Task
Could you reproduce the portion of the report on the amber finds that begins at the words "Remains Of Prehistoric" and stops after "Early Cretaceous period.", swapping "amber" for "fossil resin"?

Document segment
***

Remains Of Prehistoric Dinosaur And Hair From Mammal Discovered

Experts have found the oldest pieces of mammal hair as well as the feather of a long-extinct feathered dinosaur preserved in amber.

Scientists say the two different sets of remains were found at two different sites in the province of Teruel, in the north-central Spanish region of Aragon, and added that they are aged between 105 and 110 million years, dating back to the Early Cretaceous period.

Luis Alcala, from the Palaeontology Foundation of Teruel-Dinopolis, told Real Press that some of the remains are the oldest example of mammal hair ever found preserved in amber and that the feathered dinosaur was an ancestor of modern birds.

Ambar piece of the site of San Just with remains of feathers of dinosaur. (Fundacion Dinopolis/Real Press)

The samples were found in two separate pieces of amber some 40 kilometres (24.8 miles) apart during recent excavations of an amber mine in Santa Maria, where eggs of Proa valdearinnoensis and Europelta carbonensis dinosaurs have been discovered in the past. One of the samples contains feathers from the bird-dinosaur and the other hairs from the mammal.

***

Dataset entries
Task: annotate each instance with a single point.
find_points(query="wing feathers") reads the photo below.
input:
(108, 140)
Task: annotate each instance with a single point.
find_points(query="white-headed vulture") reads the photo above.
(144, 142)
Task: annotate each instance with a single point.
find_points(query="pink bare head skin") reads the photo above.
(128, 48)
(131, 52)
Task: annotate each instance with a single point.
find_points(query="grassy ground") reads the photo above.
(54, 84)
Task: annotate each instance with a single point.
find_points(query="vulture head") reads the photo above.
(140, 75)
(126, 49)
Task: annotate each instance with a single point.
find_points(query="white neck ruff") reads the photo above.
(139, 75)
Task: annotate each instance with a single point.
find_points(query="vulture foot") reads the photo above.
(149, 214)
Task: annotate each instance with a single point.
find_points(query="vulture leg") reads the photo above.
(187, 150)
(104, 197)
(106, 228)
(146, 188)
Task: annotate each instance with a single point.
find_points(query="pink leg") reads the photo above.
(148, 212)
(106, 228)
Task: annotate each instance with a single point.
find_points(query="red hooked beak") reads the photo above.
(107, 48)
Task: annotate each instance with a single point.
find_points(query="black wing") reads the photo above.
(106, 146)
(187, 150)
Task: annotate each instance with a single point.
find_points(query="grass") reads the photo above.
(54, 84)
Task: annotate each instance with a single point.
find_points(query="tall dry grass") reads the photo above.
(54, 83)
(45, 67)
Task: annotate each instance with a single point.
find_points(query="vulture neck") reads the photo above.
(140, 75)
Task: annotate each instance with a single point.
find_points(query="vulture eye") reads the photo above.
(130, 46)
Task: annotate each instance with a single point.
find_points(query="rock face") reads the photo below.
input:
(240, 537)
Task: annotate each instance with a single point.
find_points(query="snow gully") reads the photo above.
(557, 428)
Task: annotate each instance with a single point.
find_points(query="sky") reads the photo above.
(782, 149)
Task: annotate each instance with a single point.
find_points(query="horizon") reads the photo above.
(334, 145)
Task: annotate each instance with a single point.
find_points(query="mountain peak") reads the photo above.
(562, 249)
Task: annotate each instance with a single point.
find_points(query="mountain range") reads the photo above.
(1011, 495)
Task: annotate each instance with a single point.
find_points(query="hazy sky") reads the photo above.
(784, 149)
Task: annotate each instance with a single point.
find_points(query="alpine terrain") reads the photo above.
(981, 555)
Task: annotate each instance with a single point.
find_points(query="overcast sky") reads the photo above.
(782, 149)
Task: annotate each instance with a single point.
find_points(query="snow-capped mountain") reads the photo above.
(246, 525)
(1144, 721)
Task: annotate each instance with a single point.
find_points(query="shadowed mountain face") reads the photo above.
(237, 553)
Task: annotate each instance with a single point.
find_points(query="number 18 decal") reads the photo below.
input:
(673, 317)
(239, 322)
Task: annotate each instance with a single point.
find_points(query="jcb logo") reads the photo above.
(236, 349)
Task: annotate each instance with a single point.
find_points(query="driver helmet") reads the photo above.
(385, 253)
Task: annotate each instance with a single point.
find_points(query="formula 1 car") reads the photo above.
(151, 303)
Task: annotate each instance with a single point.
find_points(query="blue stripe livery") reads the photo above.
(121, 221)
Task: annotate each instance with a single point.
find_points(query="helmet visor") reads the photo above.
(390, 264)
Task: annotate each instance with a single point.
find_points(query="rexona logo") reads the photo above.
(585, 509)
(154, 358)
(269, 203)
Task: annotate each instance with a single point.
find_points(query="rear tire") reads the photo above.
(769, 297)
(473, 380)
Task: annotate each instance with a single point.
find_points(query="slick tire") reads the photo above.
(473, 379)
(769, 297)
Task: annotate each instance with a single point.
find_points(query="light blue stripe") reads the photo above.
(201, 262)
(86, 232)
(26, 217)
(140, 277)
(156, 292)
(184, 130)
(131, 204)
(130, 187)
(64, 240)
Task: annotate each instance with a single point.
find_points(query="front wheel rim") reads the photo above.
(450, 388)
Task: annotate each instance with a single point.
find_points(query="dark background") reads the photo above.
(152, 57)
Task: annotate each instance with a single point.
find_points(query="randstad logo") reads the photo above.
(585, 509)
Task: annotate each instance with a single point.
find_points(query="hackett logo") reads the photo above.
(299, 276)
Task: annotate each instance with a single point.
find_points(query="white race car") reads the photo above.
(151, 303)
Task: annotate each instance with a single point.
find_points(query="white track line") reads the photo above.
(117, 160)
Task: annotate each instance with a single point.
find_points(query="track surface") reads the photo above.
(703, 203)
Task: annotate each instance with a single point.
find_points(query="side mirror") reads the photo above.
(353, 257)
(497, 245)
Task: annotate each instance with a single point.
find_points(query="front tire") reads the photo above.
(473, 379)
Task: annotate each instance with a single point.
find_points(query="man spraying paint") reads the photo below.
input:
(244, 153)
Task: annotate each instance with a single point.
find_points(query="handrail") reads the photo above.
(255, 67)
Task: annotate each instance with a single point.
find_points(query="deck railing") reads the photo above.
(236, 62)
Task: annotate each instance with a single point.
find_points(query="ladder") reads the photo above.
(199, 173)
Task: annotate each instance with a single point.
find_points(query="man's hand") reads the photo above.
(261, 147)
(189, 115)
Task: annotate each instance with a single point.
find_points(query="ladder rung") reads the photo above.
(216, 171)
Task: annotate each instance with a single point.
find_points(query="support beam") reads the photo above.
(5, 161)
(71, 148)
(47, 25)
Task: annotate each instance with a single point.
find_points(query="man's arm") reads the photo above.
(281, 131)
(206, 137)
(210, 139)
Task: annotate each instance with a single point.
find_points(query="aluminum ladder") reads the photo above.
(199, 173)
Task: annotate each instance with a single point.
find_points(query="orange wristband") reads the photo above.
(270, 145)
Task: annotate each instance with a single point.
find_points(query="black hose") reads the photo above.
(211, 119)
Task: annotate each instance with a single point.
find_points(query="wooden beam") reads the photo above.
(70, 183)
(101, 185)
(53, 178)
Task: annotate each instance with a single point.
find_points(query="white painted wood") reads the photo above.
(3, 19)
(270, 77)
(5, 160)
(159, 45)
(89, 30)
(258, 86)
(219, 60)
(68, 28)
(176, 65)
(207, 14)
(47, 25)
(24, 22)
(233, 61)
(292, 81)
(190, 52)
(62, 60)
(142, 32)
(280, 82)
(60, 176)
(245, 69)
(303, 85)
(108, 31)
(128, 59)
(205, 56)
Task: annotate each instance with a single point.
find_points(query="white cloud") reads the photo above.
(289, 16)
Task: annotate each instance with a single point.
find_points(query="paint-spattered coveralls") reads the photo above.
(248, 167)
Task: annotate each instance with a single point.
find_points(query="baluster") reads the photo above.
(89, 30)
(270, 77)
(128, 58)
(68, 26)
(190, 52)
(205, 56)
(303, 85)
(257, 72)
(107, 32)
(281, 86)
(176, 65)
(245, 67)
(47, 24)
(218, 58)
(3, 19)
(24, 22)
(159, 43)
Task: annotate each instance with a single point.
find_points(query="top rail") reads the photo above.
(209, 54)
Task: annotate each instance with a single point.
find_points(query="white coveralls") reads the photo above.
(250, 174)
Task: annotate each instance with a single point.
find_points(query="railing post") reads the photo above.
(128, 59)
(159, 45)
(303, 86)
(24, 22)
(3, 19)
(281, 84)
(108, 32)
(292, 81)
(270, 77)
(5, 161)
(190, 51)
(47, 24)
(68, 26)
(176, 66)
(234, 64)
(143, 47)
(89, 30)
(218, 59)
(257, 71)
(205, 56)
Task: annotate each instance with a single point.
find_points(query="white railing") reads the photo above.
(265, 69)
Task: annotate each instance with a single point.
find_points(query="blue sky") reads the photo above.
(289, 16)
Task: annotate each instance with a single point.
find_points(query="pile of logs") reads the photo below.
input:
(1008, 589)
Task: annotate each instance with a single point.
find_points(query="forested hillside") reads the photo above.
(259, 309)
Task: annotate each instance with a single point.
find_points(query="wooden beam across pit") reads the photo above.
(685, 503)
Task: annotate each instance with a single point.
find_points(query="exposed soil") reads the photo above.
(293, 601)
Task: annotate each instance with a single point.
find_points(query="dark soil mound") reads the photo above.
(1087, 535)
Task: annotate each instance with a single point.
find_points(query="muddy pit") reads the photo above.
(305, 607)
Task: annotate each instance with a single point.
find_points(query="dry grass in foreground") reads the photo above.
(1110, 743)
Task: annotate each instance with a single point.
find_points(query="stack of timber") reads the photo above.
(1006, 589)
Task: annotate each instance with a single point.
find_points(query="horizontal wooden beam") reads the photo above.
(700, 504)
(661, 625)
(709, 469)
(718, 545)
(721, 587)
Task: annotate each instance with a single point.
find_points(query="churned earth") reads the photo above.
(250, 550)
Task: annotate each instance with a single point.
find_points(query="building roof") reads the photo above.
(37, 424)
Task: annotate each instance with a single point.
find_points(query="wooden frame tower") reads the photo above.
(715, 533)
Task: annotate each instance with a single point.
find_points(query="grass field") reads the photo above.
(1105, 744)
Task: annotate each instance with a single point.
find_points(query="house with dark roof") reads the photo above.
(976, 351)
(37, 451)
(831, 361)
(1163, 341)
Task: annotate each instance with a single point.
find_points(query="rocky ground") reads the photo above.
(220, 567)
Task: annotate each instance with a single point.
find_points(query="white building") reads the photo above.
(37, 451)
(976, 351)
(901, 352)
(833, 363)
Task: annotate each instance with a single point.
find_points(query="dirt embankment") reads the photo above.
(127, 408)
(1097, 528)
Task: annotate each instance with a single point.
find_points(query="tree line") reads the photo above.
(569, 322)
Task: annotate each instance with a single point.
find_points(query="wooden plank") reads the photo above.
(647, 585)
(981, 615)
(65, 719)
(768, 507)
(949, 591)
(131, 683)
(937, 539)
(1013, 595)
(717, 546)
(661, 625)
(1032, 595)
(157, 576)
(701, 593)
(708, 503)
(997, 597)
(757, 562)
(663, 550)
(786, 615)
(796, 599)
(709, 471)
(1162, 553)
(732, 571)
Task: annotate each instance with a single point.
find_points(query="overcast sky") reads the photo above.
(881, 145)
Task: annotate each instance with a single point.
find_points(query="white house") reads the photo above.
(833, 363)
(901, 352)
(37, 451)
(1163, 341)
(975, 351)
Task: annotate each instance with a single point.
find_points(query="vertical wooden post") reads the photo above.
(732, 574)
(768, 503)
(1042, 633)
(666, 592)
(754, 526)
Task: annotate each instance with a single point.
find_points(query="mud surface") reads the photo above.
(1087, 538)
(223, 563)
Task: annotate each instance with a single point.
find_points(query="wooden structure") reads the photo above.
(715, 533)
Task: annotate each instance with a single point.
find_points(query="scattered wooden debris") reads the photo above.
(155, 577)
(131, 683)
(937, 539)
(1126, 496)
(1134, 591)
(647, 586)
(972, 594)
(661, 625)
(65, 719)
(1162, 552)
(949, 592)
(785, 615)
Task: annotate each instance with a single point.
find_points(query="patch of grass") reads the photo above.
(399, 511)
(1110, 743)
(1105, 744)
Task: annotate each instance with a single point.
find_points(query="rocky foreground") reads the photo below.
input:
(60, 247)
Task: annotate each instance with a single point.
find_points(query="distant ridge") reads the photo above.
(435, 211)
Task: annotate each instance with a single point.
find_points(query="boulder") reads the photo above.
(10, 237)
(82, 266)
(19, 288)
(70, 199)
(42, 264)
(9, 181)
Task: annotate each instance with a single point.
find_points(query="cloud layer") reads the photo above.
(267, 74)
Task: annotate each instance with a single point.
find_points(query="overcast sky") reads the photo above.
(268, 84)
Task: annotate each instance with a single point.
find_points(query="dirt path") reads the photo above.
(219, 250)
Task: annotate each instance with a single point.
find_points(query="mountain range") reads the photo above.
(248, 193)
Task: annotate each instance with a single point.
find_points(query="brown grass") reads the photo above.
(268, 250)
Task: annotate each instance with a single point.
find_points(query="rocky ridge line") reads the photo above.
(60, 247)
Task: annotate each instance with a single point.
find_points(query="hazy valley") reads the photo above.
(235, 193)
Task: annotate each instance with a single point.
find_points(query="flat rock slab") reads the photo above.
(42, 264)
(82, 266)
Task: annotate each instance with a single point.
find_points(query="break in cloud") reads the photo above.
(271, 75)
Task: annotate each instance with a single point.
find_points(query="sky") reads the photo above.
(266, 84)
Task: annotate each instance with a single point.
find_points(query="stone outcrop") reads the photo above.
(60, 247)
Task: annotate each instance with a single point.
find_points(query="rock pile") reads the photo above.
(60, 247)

***

Result of this exercise
Remains Of Prehistoric Dinosaur And Hair From Mammal Discovered

Experts have found the oldest pieces of mammal hair as well as the feather of a long-extinct feathered dinosaur preserved in fossil resin.

Scientists say the two different sets of remains were found at two different sites in the province of Teruel, in the north-central Spanish region of Aragon, and added that they are aged between 105 and 110 million years, dating back to the Early Cretaceous period.